### EXCERPT
>>>

We are at the final stages of getting my thesis published. It will be coming out in the new Archaeopress series: RLAMP which is dedicated to all things ceramic and is peer reviewed which we are hoping will improve the quality of pottery data dissemination. The last year has been spent making some minor alterations ( I have not had time to make a major overhaul) It is a data led thesis but some new (i.e. done whilst I was writing up in 2005) work on thin sectioning of Levantine material needed to be referenced, as well as spotting the typos which have managed to escape notice until now. I also foolishly carried out the initial typesetting to the BAR house style.: like thin sectioning I’m glad I’ve done it but I will leave it to someone else in the future. The RLAMP style is slightly different from the BAR style, and that was done in house at Archaeopress by Rajka Makjanic.
It was however a useful exercise for me in terms of making decisions about what to convert to black and white and what graphs could fit into a column, and which ones needed to go across an entire page. I’ve already experienced others typesetting my reports so that the graphs could not be read (not as bad as having tables of supporting data winnowed away – These are the most important bits of the report!! – sorry I digress). The majority of my output are grey literature reports so I do not worry about producing colour graphs – given that its so difficult to get decent B&W patterns on excel nowadays – but it can make the final transition to full publication a bit more fiddly than would otherwise be the case.

<<<

### REQUIREMENT 1
Could you copy out the thesis publication post word for word, starting at "It was however" and ending at "be the case."?
### REQUIREMENT 2
Could you carry the thesis publication post forward from its last sentence?

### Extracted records
>>>

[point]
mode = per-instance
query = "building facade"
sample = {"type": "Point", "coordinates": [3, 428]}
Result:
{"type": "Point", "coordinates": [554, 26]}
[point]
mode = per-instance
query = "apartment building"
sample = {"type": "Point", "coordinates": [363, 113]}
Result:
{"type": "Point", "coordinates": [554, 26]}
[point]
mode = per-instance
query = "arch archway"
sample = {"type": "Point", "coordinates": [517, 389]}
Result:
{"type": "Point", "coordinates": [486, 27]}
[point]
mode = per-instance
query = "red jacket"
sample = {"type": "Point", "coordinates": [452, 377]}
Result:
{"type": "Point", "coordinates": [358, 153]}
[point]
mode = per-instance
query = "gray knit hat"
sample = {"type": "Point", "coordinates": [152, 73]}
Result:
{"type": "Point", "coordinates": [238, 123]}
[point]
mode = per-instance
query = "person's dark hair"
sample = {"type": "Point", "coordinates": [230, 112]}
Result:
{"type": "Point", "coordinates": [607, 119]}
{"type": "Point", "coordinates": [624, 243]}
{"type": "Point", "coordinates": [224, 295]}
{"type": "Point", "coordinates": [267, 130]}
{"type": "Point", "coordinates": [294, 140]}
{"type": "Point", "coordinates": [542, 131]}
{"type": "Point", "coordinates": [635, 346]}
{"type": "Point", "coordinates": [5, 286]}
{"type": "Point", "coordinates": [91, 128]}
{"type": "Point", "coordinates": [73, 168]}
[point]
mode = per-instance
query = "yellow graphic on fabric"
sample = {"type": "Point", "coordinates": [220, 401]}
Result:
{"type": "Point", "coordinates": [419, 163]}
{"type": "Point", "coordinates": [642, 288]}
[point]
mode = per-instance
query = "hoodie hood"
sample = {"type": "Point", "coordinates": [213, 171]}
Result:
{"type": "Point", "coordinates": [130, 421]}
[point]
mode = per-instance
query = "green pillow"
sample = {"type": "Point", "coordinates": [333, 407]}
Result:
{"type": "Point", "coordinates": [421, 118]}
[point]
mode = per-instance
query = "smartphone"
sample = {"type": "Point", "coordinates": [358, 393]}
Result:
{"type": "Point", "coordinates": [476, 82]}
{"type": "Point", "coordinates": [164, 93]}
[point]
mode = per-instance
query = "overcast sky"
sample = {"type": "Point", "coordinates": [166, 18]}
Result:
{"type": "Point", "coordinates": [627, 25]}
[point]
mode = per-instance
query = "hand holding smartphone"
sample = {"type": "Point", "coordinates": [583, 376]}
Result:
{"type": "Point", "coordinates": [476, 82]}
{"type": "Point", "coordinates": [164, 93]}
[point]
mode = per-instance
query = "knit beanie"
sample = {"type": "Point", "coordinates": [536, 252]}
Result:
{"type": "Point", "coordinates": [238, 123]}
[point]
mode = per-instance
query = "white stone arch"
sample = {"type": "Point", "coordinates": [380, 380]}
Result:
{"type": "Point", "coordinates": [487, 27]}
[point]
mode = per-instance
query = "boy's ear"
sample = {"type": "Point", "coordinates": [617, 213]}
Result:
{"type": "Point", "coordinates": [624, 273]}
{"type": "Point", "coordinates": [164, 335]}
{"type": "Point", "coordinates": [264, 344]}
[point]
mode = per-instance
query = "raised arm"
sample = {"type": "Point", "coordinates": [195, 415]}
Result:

<<<

### TASK RESPONSE 1
It was however a useful exercise for me in terms of making decisions about what to convert to black and white and what graphs could fit into a column, and which ones needed to go across an entire page. I’ve already experienced others typesetting my reports so that the graphs could not be read (not as bad as having tables of supporting data winnowed away – These are the most important bits of the report!! – sorry I digress). The majority of my output are grey literature reports so I do not worry about producing colour graphs – given that its so difficult to get decent B&W patterns on excel nowadays – but it can make the final transition to full publication a bit more fiddly than would otherwise be the case.

### TASK RESPONSE 2
That remains in my memory as the most time consuming part of getting my thesis ready for the world. The last hurdle has been deciding on a cover photo. Ideally it would have been of in situ CBM from a destruction layer at either Carthage or Beirut. I had nothing from Carthage which was of good enough quality – The majority of my work was done in 2000 with an early digital camera which is good for record shots but for a hi res cover shot those pictures just don’t cut the mustard. Reuben Thorpe kindly shared some site pictures from Beirut bathhouse (BEY045) originally from slides, and there were some good shots of pilae stacks and reused Roman bricks showing the monumentality of it all, but nothing we felt conveyed the contents. I suggested
Something along these lines:
Which was rather hurriedly put together on my copy stand from the remains of my samples which had not been cut up for thin section.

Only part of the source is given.